### Requirement
According to the article on virtual reality for pain management, which adaptations would VR need to meet the needs of different populations?

Virtual reality technology can help manage pain, but it needs to be adapted to address the needs of different populations

30th September 2021 about a 2 minute read
"There is a tremendous unmet need in the US to deliver evidence-based digital therapeutics to the broader population." Dr Urmimala Sarkar, professor of medicine at the University of California, San Francisco

Clinicians are interested in the use of virtual reality (VR) to help patients manage pain, but believe that barriers remain to adoption, a new study has found.

The study, a collaboration between researchers at the University of California, San Francisco (UCSF) and virtual reality provider AppliedVR, was based on interviews with healthcare providers, leaders and administrators from safety-net health systems and academic medical centres.

Researchers found that frontline pain management clinicians and leaders are interested in the potential of VR, but that it will need to be adapted if it is to address the needs of the populations they serve. These adaptations include translation, cultural tailoring and usability testing.

“The participants cited integration into complex workflows, structural costs and reimbursement concerns as major concerns to implementing and scaling VR use,” the researchers wrote, in an article in the Journal of Medical Internet Research.

An alternative to opioids

Studies into the efficacy of VR as a tool for managing pain have shown that it can be a safe and effective alternative to opioids, the researchers noted. Many of these studies, however, have been conducted amongst populations that are “ethnically homogeneous” and “relatively advantaged”.

Some of the barriers to adoption relate to the way the US health care system is funded, and would not apply to the NHS. Dr Urmimala Sarkar, lead author on the study and UCSF professor of medicine, said that there was a “tremendous unmet need in the US to deliver evidence-based digital therapeutics to the broader population.” She added: “But it will require collaboration across industries to overcome the hurdles that stand in the way of wider adoption, including commitments from payers for more reimbursement and adapted content that tailors to the needs of diverse populations.”

The signs are promising, however. One 2019 study found that VR “significantly reduces pain versus an active control condition in hospitalized patients” and that it was “most effective for severe pain”.

Josh Sackman, president and cofounder of AppliedVR, said: “Our goal is to make VR the standard of care in pain management for everyone, and research like this is critical to understanding how we can create more usable, more affordable and more equitable treatment programs.”

(Region pointing data)
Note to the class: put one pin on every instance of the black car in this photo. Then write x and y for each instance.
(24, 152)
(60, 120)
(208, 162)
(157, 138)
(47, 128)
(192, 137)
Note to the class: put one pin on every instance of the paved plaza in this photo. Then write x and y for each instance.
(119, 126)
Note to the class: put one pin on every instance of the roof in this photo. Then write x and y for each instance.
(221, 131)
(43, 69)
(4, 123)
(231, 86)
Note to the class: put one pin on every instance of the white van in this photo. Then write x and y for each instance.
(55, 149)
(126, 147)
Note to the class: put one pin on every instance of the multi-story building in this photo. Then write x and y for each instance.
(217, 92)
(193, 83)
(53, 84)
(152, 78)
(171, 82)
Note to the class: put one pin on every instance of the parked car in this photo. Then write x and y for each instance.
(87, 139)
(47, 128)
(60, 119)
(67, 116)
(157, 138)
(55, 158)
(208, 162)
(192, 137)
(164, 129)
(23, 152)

### Response
Translation, cultural tailoring and usability testing.